*Exercise description*: Reproduce every line of the following listing verbatim.

(Pointing dataset records)
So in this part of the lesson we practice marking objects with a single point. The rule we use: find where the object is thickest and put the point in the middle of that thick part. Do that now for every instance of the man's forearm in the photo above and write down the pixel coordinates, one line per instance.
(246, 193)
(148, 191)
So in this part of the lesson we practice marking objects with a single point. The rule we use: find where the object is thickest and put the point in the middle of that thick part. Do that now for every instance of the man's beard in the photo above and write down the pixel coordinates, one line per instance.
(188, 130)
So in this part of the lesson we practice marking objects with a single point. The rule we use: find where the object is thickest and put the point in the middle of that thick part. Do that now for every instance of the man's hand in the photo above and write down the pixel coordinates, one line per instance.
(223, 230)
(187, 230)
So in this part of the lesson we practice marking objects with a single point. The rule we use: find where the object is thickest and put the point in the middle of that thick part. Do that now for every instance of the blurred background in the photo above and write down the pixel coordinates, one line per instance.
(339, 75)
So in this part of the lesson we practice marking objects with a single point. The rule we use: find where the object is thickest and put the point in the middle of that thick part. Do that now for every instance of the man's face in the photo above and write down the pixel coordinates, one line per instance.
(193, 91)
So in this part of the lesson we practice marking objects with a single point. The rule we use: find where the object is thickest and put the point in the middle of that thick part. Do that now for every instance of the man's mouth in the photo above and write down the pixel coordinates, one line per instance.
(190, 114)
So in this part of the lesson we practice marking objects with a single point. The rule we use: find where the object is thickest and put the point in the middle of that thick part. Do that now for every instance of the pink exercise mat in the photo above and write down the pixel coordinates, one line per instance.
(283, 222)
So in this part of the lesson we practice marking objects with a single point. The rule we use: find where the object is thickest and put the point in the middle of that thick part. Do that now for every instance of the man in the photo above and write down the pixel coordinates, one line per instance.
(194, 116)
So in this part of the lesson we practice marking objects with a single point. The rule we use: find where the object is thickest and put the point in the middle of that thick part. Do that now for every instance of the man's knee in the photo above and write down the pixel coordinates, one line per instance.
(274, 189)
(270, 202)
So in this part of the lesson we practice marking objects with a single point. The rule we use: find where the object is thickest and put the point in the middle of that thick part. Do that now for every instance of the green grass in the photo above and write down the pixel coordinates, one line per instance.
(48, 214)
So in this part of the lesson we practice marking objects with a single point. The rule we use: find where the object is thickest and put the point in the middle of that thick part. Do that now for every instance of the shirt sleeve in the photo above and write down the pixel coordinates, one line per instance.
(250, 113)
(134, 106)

*Response to this task*:
So in this part of the lesson we practice marking objects with a single point. The rule we use: find where the object is thickest and put the point in the middle of that thick part. Do that now for every instance of the man's forearm in the photo above and write down the pixel coordinates, one line per instance.
(246, 193)
(148, 191)
So in this part of the lesson we practice marking objects with a single point. The rule we use: find where the object is thickest and put the point in the middle of that thick part. Do that now for every instance of the man's beard in the photo above and write down the pixel coordinates, one line per instance.
(188, 130)
So in this part of the lesson we practice marking objects with a single point. The rule we use: find where the object is thickest and put the point in the middle of that thick part. Do that now for every instance of the man's hand in the photo above and write down the pixel coordinates, one line per instance.
(223, 230)
(187, 230)
So in this part of the lesson we practice marking objects with a single point. The rule we use: find where the object is thickest and put the point in the middle of that thick part. Do that now for every instance of the blurred background in the photo above and write down the pixel coordinates, one line per instance.
(339, 75)
So in this part of the lesson we practice marking objects with a single point. The rule we use: find where the object is thickest and put the point in the middle of that thick part. Do that now for every instance of the man's face in the photo above and write down the pixel coordinates, one line per instance.
(193, 91)
So in this part of the lesson we practice marking objects with a single point. The rule we use: find where the object is thickest and put the point in the middle of that thick part. Do that now for every instance of the man's mouth in the photo above and write down the pixel coordinates, one line per instance.
(190, 114)
So in this part of the lesson we practice marking objects with a single point. The rule we use: find where the object is thickest and put the point in the middle of that thick part. Do that now for every instance of the pink exercise mat in the photo above and write down the pixel coordinates, one line per instance.
(283, 222)
So in this part of the lesson we practice marking objects with a single point. The rule we use: find where the object is thickest and put the point in the middle of that thick part. Do that now for every instance of the man in the photo above and write down the pixel coordinates, one line per instance.
(194, 116)
So in this part of the lesson we practice marking objects with a single point. The rule we use: find where the object is thickest and put the point in the middle of that thick part. Do that now for every instance of the man's knee in the photo above and write down the pixel coordinates, one line per instance.
(274, 189)
(270, 202)
So in this part of the lesson we practice marking objects with a single point. The rule we use: find where the object is thickest and put the point in the middle of that thick part. Do that now for every instance of the green grass in the photo above and write down the pixel coordinates, one line per instance.
(48, 214)
So in this part of the lesson we practice marking objects with a single point. The rule we use: find where the object is thickest and put the point in the middle of that thick part. Do that now for every instance of the shirt sleeve in the photo above and write down the pixel coordinates, one line per instance.
(250, 113)
(134, 106)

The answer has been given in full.